### Requirement:
Search the listing for the word "trunk" and copy every line where it turns up.
═══ Material for the task
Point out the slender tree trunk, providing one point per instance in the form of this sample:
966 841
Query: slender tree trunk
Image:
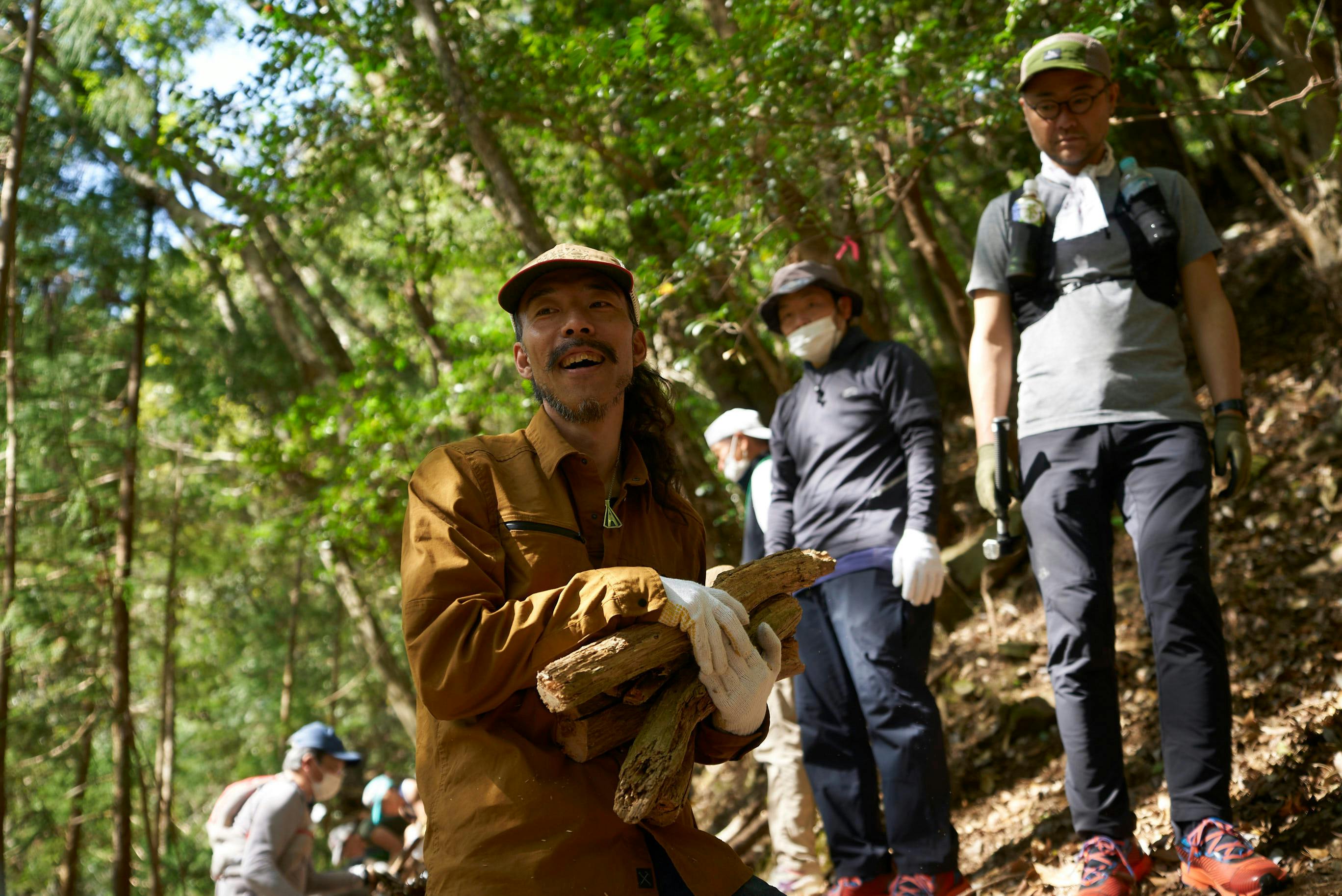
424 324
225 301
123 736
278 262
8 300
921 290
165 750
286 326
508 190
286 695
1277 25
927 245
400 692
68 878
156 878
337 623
══════
═══ Material for the task
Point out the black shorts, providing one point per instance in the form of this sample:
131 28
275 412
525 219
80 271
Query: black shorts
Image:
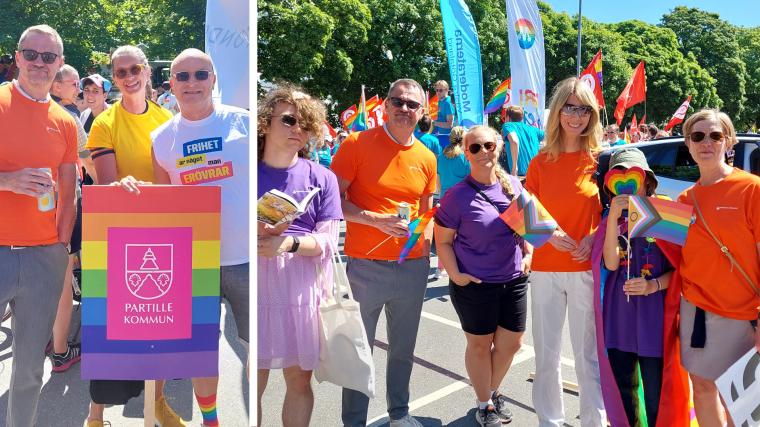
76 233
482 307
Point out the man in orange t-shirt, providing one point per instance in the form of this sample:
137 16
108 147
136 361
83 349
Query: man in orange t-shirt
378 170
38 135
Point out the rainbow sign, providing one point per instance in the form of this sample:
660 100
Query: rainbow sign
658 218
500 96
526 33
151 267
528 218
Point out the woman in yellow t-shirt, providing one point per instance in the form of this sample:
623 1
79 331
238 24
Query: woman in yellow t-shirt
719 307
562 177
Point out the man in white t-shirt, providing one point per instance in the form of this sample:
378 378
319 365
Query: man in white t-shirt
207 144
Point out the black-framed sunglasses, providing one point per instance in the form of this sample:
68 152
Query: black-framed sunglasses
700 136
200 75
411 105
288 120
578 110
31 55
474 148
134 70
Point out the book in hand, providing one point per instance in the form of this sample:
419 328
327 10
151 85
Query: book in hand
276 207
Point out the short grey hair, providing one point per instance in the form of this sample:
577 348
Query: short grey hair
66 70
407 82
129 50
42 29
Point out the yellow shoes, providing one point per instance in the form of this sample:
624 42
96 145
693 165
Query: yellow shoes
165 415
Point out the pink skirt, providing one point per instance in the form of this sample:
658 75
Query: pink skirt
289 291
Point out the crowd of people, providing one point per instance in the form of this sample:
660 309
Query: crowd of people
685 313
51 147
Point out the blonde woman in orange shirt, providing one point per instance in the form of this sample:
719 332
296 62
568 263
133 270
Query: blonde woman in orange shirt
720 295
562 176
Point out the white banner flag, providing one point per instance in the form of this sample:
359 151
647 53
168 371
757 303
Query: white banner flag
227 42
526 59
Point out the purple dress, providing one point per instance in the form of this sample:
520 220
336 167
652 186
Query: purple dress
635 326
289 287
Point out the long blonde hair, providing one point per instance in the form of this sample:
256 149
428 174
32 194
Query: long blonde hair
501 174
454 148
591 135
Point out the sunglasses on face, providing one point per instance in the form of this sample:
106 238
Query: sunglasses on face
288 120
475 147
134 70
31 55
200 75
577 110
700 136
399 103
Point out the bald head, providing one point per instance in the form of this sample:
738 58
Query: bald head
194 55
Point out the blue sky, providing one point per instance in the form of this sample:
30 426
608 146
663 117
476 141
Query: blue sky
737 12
══════
### Written solution:
Point out the slender tree trunk, providing one point per instance in the form of this sample:
Query: slender tree trunk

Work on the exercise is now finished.